Contemporary reviewers adored it. They praised its humour, clever puzzles, and unique mechanics. Players, meanwhile, discovered that coordinating three Vikings was harder than assembling IKEA furniture with an Allen key forged by Satan.

But when you finally beat a level after thirty minutes of tactical Viking choreography, it felt incredible. The game made you smarter — or at least convinced you that you were, right up until you ran Olaf into a pit again.
The Lost Vikings didn’t sell like Mario, but it did something better — it influenced how puzzle-platformers were built for decades. The idea of switching between characters with complementary abilities can be seen everywhere from Trine to The Cave to every indie game that wants to sound deep by having “multiple perspectives.”

And Blizzard, bless their Norse hearts, never forgot them. The Vikings pop up in cameos across their universe, reminding everyone that before the epic raids of World of Warcraft, there were three idiots trying to find the exit in a spaceship.
The Lost Vikings is the best group project you’ll ever fail your first time through. It’s charming, funny, smarter than it looks, and impossible not to love — even when you’ve accidentally impaled Baleog on a laser for the fifth time. The Lost Vikings is best played with patience, caffeine, and a deep respect for Norse incompetence. Just never forget: Even geniuses get lost sometimes — but if you bash enough walls with your head, you’ll eventually find the exit.

----

**GIVEN INSTRUCTION A:** Please rewrite the paragraph of The Lost Vikings review that begins "The Lost Vikings didn’t sell like Mario" in a shorter form, keeping its main facts.
**GIVEN INSTRUCTION B:** Translate this sentence from The Lost Vikings review into Spanish: "The Lost Vikings is best played with patience, caffeine, and a deep respect for Norse incompetence."

[Records of labeled points]
----

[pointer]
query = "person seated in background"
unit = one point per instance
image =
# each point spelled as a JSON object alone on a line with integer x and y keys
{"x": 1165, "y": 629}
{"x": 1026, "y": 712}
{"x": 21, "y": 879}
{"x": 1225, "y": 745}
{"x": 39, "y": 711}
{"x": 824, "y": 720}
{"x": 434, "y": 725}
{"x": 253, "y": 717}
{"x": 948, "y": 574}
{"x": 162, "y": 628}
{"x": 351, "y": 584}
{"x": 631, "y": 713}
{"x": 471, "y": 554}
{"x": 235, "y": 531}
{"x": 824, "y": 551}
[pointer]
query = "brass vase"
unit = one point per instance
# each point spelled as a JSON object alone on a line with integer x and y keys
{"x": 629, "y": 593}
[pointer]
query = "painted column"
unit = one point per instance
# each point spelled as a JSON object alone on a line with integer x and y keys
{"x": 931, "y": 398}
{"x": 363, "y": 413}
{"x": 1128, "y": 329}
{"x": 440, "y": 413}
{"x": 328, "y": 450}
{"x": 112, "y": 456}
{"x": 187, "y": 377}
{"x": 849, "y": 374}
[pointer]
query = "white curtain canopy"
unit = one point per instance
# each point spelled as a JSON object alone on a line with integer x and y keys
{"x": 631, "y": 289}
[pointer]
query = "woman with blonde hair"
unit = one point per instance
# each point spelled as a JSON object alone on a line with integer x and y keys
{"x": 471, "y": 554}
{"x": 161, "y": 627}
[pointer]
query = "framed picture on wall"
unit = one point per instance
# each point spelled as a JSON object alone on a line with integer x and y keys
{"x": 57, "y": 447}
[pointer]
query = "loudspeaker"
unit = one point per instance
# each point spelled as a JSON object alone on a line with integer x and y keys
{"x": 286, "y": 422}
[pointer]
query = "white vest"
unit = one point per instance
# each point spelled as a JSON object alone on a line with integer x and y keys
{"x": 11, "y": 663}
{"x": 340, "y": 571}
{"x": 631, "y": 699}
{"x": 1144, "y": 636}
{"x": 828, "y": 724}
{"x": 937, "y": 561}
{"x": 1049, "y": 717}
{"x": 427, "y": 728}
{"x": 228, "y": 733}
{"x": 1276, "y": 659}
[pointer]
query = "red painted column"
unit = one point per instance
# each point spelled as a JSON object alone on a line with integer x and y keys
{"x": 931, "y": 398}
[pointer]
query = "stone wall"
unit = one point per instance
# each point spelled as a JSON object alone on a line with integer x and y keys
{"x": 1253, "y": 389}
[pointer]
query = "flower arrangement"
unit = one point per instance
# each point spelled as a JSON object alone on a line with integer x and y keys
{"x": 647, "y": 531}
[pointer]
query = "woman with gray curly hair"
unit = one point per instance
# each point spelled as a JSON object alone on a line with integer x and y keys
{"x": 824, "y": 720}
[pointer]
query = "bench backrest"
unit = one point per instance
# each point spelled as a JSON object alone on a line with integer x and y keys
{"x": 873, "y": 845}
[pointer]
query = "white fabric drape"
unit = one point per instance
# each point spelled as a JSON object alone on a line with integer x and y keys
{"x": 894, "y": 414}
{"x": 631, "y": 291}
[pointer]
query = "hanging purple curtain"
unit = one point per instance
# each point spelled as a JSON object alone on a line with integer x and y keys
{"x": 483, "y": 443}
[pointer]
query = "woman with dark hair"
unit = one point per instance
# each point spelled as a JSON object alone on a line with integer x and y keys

----

**FULL ANSWER A:** The Lost Vikings never matched Mario's sales, but it shaped puzzle-platformer design for decades. Its idea of switching between characters with complementary abilities appears in Trine, The Cave, and many indie games that use "multiple perspectives" to seem deep.

**FULL ANSWER B:** The Lost Vikings se disfruta mejor con paciencia, cafeína y un profundo respeto por la incompetencia nórdica.